*TEXT:*
By integration of quaternion derivation by time we get resulting rotation quaternion. Figure 12 compares precision of fast and precise versions of the algorithm. Like the fast matrix-based algorithm also the fast quaternion-based algorithm requires normalization of quaternion after each step. Normalization of rotation quaternion is described by Equation (17). Presented results are obtained with normalization.

Figure 12. Errors of the quaternion-based algorithms during simulated movement.

Figure 12. Errors of the quaternion-based algorithms during simulated movement.

2.4. Compensation of MEMS Gyroscope Data Using a MEMS Accelerometer and Magnetic Compass

Results given above are valid in an ideal case when gyroscope data are absolutely precise. Real MEMS gyroscope readings are noisy and sensitive to vibrations. The greatest impact on precision of Euler angles estimation has offset of the gyroscope. Due to variance of parameters of an electro-mechanical system with temperature the offset is also temperature dependent. The aim is to use secondary sensor (accelerometer, magnetic compass) to compensate increasing (offset-caused) error of the gyroscope-only system.

The accelerometer is sensing its acceleration (3D vector) relative to inertial frame of reference. In gravitational field the accelerometer is sensing gravity as acceleration upwards. Reading of the accelerometer is (see Figure 13 and Figure 14):

$${\mathit{a}}_{\text{acc}}={\mathit{a}}^{\prime }-{\mathit{g}}^{\prime }+{\mathit{a}}_{\text{noise}}=[a_{\text{acc}X},a_{\text{acc}Y},a_{\text{acc}Z}]$$

(43)

*INSTRUCTION:*
Write the next passage of the text on compensating MEMS gyroscope data, continuing on from its final line. The records come from a separate source and have no connection to the text on MEMS gyroscope compensation.

*ENTRIES:*
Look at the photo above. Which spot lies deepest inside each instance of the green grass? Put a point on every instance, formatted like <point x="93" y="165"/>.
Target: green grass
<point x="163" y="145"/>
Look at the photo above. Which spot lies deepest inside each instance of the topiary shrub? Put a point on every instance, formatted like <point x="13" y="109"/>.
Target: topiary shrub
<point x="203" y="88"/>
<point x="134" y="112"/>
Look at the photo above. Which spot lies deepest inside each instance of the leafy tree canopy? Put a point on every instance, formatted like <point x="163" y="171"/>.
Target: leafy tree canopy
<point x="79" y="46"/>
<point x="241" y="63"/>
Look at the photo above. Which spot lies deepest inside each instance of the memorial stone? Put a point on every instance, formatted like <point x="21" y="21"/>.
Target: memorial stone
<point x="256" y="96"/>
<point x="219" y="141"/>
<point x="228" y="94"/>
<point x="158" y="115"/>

==

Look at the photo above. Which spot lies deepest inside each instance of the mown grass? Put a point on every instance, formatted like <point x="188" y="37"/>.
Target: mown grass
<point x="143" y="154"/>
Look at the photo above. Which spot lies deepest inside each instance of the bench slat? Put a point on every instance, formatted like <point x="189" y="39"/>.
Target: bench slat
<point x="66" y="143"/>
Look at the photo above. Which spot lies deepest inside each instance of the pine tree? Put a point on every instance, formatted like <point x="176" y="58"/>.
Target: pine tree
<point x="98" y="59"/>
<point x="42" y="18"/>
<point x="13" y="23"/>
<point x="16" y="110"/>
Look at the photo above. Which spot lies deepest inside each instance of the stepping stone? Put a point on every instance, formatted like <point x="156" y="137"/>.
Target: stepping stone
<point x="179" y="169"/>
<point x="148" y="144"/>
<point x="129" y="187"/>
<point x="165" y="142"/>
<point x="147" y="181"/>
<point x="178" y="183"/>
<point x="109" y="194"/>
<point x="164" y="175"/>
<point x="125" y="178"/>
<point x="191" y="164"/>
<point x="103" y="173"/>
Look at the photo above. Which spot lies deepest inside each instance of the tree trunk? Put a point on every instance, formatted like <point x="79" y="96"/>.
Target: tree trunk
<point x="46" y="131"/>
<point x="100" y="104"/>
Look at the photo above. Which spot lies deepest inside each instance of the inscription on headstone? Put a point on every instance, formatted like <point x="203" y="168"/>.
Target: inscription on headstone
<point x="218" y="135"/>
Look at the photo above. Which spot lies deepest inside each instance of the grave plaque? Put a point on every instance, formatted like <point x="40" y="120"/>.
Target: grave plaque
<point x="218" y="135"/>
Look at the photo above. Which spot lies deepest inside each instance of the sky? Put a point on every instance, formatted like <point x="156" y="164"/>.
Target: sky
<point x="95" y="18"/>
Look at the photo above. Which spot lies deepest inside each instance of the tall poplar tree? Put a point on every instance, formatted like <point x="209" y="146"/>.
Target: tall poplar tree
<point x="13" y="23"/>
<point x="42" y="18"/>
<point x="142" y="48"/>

==

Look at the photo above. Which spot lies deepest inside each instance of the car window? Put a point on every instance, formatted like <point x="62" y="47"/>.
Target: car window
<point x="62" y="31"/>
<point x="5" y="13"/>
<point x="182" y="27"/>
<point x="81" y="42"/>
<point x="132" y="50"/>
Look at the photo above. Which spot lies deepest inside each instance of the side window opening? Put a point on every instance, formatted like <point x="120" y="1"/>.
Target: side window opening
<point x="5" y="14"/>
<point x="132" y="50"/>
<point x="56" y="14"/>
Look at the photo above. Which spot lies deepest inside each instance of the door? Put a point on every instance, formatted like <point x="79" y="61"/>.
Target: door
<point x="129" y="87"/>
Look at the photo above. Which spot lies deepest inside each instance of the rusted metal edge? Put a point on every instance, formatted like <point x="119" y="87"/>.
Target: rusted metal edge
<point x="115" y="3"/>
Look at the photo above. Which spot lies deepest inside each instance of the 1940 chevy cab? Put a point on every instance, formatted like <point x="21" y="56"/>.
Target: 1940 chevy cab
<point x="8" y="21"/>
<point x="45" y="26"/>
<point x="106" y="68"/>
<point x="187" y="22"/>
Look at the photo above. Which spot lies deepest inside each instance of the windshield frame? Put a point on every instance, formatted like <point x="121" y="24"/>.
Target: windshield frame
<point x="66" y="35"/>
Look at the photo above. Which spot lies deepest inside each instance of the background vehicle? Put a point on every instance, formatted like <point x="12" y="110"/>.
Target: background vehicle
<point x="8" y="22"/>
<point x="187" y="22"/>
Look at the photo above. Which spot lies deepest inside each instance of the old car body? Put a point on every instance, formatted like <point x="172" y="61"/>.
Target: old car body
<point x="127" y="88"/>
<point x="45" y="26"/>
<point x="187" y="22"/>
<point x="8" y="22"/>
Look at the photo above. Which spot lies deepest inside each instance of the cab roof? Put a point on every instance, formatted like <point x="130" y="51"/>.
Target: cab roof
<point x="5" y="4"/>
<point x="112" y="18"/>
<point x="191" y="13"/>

*ANSWER TO THE EXERCISE:*
where a' is own acceleration of the object expressed in the coordinate system S', g' is a vector of gravitational acceleration (depending on locality near Earth) transformed to the coordinate system of the object S' based on data concerning object rotation and a_noise is the noise caused by:

•

Vibrations of this object

•

Thermal noise of the sensor

•

Quantization noise of the A/D converter

Figure 13. Accelerometer and magnetic compass readings at non-zero pitch β and yaw γ. Acceleration a_acc is measured by the on-board accelerometer as a sum of the gravity acceleration g and object’s acceleration a. Earth’s magnetic field induction B has inclination θ, declination δ and its horizontal complement points to magnetic North.

Figure 13. Accelerometer and magnetic compass readings at non-zero pitch β and yaw γ. Acceleration a_acc is measured by the on-board accelerometer as a sum of the gravity acceleration g and object’s acceleration a. Earth’s magnetic field induction B has inclination θ, declination δ and its horizontal complement points to magnetic North.

Figure 14. Roll and pitch calculation from measured gravity acceleration. Object pitches up and rolls right (axis x' points forward). The vector g' defines vertical direction.

Figure 14. Roll and pitch calculation from measured gravity acceleration. Object pitches up and rolls right (axis x' points forward). The vector g' defines vertical direction.

According to Figure 14 for roll and pitch angle we obtain:

$${\alpha }_{\text{acc}}=\text{atan2}({g^{\prime }}_y,{g^{\prime }}_z)\approx \text{atan2}(-a_{\text{accY}},-a_{\text{accZ}})$$

(44)

$${\beta }_{\text{acc}}=\text{atan2}(-{g^{\prime }}_x,{g^{\prime }}_{yz})=\text{atan2}(-{g^{\prime }}_x,\sqrt{{g^{\prime 2}}_y+{g^{\prime 2}}_z})\approx \text{atan2}(a_{\text{accX}},\sqrt{{a_{\text{accY}}}^2+{a_{\text{accZ}}}^2})$$

(45)

If we assume that noise a_noise has zero mean value and lower limiting frequency f_min, then the noise can be effectively suppressed by the low pass filter.

Since we cannot determine the rotation around vertical z'-axis (yaw γ) from accelerometer data, it is necessary to add a magnetic compass to the sensor system. For ensuring proper function of the system for all rotations of the object, the magnetic sensor has to determine magnetic induction B' of the Earth’s magnetic field in all three axes (compass output is the vector ${\mathit{B}}^{\prime }=[{B^{\prime }}_x,{B^{\prime }}_y,{B^{\prime }}_z]$). For yaw rotation calculated from readings of the magnetic sensor it is valid:

$${\gamma }_{\text{mag}}=\text{atan2}(-B_{y1},B_{x1})-{\delta }_m$$

(46)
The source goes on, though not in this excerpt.